> WHAT YOU SHOULD DO
Although the data below holds other lines too, output only those from the line with "pin the white french" up to and including the line with "x=414, y=87", exactly as they appear.

> SOURCE DATA

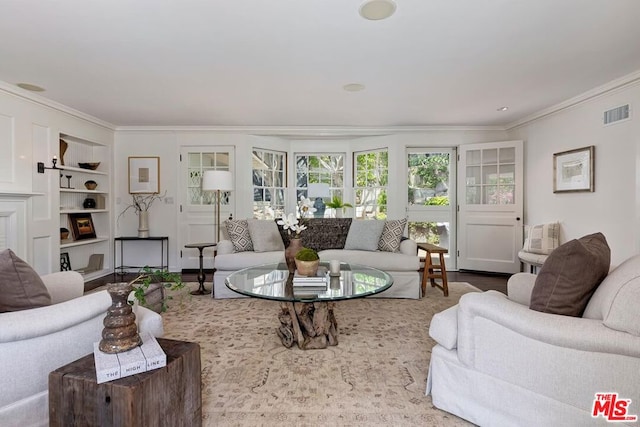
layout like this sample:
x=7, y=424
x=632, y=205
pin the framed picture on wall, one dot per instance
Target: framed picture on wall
x=144, y=175
x=82, y=226
x=573, y=170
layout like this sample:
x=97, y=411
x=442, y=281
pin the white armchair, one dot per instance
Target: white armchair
x=37, y=341
x=498, y=363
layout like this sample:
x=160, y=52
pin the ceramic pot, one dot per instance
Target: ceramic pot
x=143, y=224
x=295, y=244
x=89, y=203
x=307, y=268
x=120, y=332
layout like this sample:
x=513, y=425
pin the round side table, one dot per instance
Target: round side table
x=201, y=276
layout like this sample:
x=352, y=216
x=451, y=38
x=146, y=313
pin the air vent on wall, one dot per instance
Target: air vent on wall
x=616, y=114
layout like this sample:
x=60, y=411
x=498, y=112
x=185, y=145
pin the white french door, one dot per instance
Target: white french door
x=197, y=223
x=490, y=206
x=431, y=198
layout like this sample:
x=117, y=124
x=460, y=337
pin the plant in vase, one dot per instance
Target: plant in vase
x=307, y=261
x=293, y=227
x=339, y=206
x=141, y=203
x=120, y=331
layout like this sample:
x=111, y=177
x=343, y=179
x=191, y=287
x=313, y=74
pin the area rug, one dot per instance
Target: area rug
x=375, y=376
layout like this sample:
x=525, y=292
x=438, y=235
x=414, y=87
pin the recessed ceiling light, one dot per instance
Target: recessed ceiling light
x=29, y=86
x=353, y=87
x=375, y=10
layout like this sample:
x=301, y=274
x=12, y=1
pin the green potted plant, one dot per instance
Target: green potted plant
x=120, y=332
x=307, y=262
x=339, y=206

> SOLUTION TO THIS EXERCISE
pin the white french door, one dot per instance
Target: white french door
x=197, y=223
x=490, y=206
x=431, y=198
layout like this sample:
x=117, y=124
x=460, y=337
pin the plant in vase, one dot per instance
Target: plant in vase
x=307, y=261
x=293, y=227
x=339, y=206
x=141, y=203
x=120, y=331
layout like this sample:
x=111, y=177
x=343, y=179
x=191, y=287
x=313, y=74
pin the area rug, one dot per instance
Target: area rug
x=375, y=376
layout like this sample:
x=525, y=292
x=438, y=235
x=414, y=87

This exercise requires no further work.